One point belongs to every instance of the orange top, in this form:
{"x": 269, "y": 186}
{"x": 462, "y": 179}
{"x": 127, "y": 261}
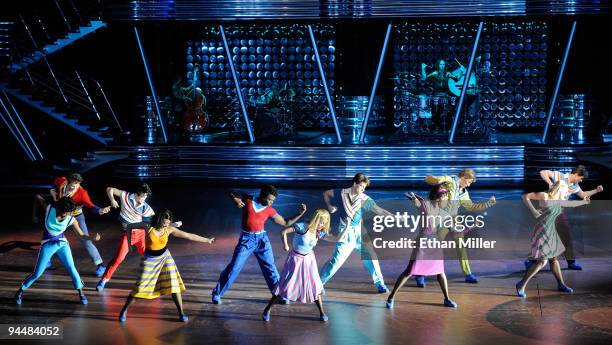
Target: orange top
{"x": 155, "y": 242}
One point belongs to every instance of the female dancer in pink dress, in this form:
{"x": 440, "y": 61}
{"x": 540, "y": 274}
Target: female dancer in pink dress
{"x": 427, "y": 261}
{"x": 300, "y": 280}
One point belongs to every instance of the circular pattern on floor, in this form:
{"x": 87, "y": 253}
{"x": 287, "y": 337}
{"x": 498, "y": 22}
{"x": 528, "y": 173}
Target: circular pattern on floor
{"x": 566, "y": 318}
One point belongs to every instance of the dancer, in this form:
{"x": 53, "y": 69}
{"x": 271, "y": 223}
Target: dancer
{"x": 427, "y": 261}
{"x": 300, "y": 279}
{"x": 158, "y": 272}
{"x": 546, "y": 244}
{"x": 70, "y": 186}
{"x": 254, "y": 239}
{"x": 573, "y": 179}
{"x": 353, "y": 202}
{"x": 57, "y": 219}
{"x": 459, "y": 197}
{"x": 133, "y": 209}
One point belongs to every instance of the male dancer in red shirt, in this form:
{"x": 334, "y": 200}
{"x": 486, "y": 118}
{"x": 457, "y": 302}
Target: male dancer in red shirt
{"x": 254, "y": 239}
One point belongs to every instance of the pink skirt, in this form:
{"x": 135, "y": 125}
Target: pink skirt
{"x": 427, "y": 262}
{"x": 300, "y": 280}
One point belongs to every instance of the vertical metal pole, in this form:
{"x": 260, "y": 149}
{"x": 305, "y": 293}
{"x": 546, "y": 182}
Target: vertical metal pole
{"x": 12, "y": 126}
{"x": 162, "y": 125}
{"x": 553, "y": 100}
{"x": 93, "y": 106}
{"x": 23, "y": 125}
{"x": 237, "y": 85}
{"x": 381, "y": 61}
{"x": 59, "y": 8}
{"x": 109, "y": 106}
{"x": 466, "y": 82}
{"x": 330, "y": 103}
{"x": 59, "y": 87}
{"x": 25, "y": 25}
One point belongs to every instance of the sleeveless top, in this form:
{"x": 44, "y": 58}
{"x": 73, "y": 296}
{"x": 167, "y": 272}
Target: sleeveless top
{"x": 54, "y": 229}
{"x": 302, "y": 242}
{"x": 155, "y": 242}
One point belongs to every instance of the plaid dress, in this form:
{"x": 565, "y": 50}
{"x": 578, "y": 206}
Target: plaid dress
{"x": 545, "y": 242}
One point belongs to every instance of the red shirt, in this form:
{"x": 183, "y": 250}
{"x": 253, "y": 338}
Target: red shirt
{"x": 80, "y": 196}
{"x": 253, "y": 221}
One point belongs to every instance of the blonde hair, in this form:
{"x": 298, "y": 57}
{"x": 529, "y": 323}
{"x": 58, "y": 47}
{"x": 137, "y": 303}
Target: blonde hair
{"x": 468, "y": 174}
{"x": 557, "y": 191}
{"x": 320, "y": 214}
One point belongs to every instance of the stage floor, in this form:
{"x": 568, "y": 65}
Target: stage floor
{"x": 488, "y": 312}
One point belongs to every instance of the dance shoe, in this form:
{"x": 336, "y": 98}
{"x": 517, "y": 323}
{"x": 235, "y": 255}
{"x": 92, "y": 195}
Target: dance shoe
{"x": 216, "y": 299}
{"x": 518, "y": 290}
{"x": 382, "y": 288}
{"x": 389, "y": 304}
{"x": 100, "y": 270}
{"x": 420, "y": 281}
{"x": 449, "y": 303}
{"x": 100, "y": 286}
{"x": 470, "y": 278}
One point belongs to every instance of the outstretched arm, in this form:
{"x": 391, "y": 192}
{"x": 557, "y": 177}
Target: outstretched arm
{"x": 79, "y": 231}
{"x": 189, "y": 236}
{"x": 236, "y": 198}
{"x": 112, "y": 192}
{"x": 588, "y": 194}
{"x": 278, "y": 219}
{"x": 284, "y": 234}
{"x": 412, "y": 197}
{"x": 547, "y": 176}
{"x": 533, "y": 196}
{"x": 328, "y": 196}
{"x": 431, "y": 180}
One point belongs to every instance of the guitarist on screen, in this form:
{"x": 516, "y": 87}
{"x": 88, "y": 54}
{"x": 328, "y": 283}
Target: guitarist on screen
{"x": 195, "y": 119}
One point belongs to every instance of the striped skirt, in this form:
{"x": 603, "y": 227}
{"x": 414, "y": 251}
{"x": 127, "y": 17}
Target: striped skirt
{"x": 158, "y": 276}
{"x": 300, "y": 279}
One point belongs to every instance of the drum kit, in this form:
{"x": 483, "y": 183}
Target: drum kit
{"x": 274, "y": 112}
{"x": 429, "y": 113}
{"x": 425, "y": 112}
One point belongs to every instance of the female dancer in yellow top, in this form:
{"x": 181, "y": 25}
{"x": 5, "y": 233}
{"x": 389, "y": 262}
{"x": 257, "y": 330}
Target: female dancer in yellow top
{"x": 158, "y": 272}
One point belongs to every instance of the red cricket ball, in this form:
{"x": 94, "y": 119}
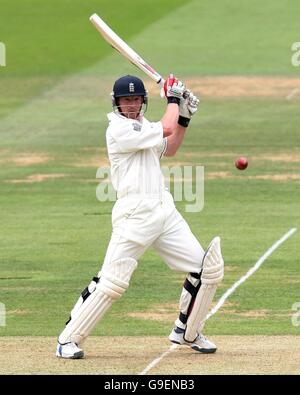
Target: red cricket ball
{"x": 241, "y": 163}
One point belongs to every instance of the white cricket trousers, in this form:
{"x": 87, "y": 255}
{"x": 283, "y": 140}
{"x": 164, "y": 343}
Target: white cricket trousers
{"x": 140, "y": 222}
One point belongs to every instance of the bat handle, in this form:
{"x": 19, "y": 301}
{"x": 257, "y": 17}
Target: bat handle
{"x": 161, "y": 83}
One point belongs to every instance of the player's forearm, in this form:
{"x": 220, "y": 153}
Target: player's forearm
{"x": 170, "y": 119}
{"x": 175, "y": 140}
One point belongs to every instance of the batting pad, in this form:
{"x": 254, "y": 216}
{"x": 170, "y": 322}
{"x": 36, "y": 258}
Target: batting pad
{"x": 212, "y": 275}
{"x": 111, "y": 286}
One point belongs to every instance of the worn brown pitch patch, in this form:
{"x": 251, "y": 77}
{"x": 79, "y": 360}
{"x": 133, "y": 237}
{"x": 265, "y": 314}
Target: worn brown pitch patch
{"x": 131, "y": 355}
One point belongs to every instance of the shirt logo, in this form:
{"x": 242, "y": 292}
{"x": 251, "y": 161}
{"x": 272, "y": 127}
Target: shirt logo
{"x": 131, "y": 87}
{"x": 137, "y": 127}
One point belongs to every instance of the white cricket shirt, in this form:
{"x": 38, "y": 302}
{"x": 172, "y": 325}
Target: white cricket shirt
{"x": 134, "y": 150}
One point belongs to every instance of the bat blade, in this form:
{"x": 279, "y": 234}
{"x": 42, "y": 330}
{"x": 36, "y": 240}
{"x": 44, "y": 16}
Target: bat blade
{"x": 117, "y": 43}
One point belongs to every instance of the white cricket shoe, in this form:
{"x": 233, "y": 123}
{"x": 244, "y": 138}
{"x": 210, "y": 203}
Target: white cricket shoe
{"x": 201, "y": 344}
{"x": 69, "y": 351}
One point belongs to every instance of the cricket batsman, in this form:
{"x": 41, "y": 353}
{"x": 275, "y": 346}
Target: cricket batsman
{"x": 144, "y": 215}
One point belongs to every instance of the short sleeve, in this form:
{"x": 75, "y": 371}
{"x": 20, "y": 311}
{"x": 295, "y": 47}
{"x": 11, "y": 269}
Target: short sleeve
{"x": 161, "y": 147}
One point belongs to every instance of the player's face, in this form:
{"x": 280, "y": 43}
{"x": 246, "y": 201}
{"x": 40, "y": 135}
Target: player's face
{"x": 130, "y": 106}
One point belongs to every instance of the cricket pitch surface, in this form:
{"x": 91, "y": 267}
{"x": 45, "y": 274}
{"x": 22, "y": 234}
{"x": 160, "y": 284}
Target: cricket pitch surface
{"x": 132, "y": 355}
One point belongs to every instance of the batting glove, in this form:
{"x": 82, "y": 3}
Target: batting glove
{"x": 174, "y": 89}
{"x": 188, "y": 106}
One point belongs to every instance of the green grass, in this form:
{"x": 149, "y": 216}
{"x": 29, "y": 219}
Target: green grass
{"x": 53, "y": 99}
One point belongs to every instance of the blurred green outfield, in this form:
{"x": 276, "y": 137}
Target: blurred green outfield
{"x": 54, "y": 94}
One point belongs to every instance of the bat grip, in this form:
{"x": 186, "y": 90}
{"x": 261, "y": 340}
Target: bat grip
{"x": 161, "y": 83}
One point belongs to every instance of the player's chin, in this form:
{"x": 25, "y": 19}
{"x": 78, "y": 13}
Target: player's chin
{"x": 133, "y": 115}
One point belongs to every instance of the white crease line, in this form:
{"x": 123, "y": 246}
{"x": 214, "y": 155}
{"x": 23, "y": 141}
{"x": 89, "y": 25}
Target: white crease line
{"x": 228, "y": 293}
{"x": 157, "y": 360}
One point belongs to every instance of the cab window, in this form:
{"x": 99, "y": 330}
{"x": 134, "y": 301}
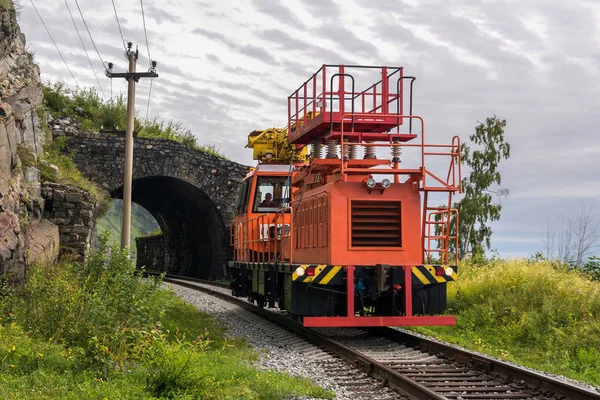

- **Exercise requirements**
How many lines in the data above contain the word "white"? Reply with the number alone.

- **Response**
8